(Some records)
=-=-=
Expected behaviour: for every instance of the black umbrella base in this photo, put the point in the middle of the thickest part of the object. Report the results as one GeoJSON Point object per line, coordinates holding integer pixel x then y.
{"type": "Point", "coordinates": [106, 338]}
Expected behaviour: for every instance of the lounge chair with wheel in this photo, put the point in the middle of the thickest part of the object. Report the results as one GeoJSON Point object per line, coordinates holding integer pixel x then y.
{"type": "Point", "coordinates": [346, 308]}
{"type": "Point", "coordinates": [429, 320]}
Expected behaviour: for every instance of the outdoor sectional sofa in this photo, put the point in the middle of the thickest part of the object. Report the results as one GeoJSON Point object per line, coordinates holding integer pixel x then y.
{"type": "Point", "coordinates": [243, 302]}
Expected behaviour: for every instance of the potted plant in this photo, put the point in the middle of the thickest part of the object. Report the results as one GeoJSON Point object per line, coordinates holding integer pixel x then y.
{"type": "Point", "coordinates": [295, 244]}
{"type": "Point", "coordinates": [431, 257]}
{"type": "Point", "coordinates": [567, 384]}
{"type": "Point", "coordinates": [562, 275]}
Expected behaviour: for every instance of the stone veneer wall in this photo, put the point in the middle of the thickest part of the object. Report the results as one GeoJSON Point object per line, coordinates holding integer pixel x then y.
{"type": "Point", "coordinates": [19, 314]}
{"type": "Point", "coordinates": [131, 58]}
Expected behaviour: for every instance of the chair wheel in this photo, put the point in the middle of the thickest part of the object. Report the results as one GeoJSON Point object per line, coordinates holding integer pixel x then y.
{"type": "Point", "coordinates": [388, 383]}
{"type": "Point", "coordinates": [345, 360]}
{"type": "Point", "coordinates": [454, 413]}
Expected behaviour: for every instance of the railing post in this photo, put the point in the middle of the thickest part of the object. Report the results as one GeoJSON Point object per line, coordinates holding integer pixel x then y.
=-=-=
◆ GIVEN REQUEST: Copy out all of the records above, substituting "widest part" for "thickest part" wherever it occurs and leaving everything else unchanged.

◆ WRITTEN ANSWER:
Expected behaviour: for every instance of the black umbrella base in this photo, put the point in the middle of the widest part of the object. Report the results as one GeoJSON Point object per line, coordinates holding integer pixel x then y.
{"type": "Point", "coordinates": [106, 338]}
Expected behaviour: for every instance of the lounge chair with wheel in this photo, put the point in the middle of the widest part of the object. Report the results as one GeoJSON Point object per line, coordinates holding integer pixel x then y.
{"type": "Point", "coordinates": [346, 308]}
{"type": "Point", "coordinates": [429, 320]}
Expected behaviour: for every instance of the outdoor sectional sofa in this photo, put the point in the middle of the widest part of the object. Report the results as one GeoJSON Point object per line, coordinates holding integer pixel x then y.
{"type": "Point", "coordinates": [243, 302]}
Expected behaviour: for every instance of the potted plant in this photo, put the point in the middle of the widest part of the object. Report the results as one GeoJSON Point object per line, coordinates holding integer pixel x then y.
{"type": "Point", "coordinates": [295, 244]}
{"type": "Point", "coordinates": [431, 257]}
{"type": "Point", "coordinates": [567, 384]}
{"type": "Point", "coordinates": [562, 275]}
Expected behaviour: for every instance of the stone veneer wall in this photo, put the point in the middle of the widest part of the object. Report the results as one GeoJSON Point object per line, coordinates holding integer pixel x then y.
{"type": "Point", "coordinates": [19, 314]}
{"type": "Point", "coordinates": [131, 58]}
Expected behaviour: for every instance of the chair wheel in this photo, put the point in the middle of the widest part of the object. Report the results as one GeoJSON Point object per line, coordinates holding integer pixel x then y.
{"type": "Point", "coordinates": [388, 383]}
{"type": "Point", "coordinates": [345, 360]}
{"type": "Point", "coordinates": [454, 413]}
Expected behaviour: for every instance of the railing post in this photo, put the point in the middle of the widest part of the object. Report the results as one GeoJSON Point object per line, coordinates holding integer pixel x then y.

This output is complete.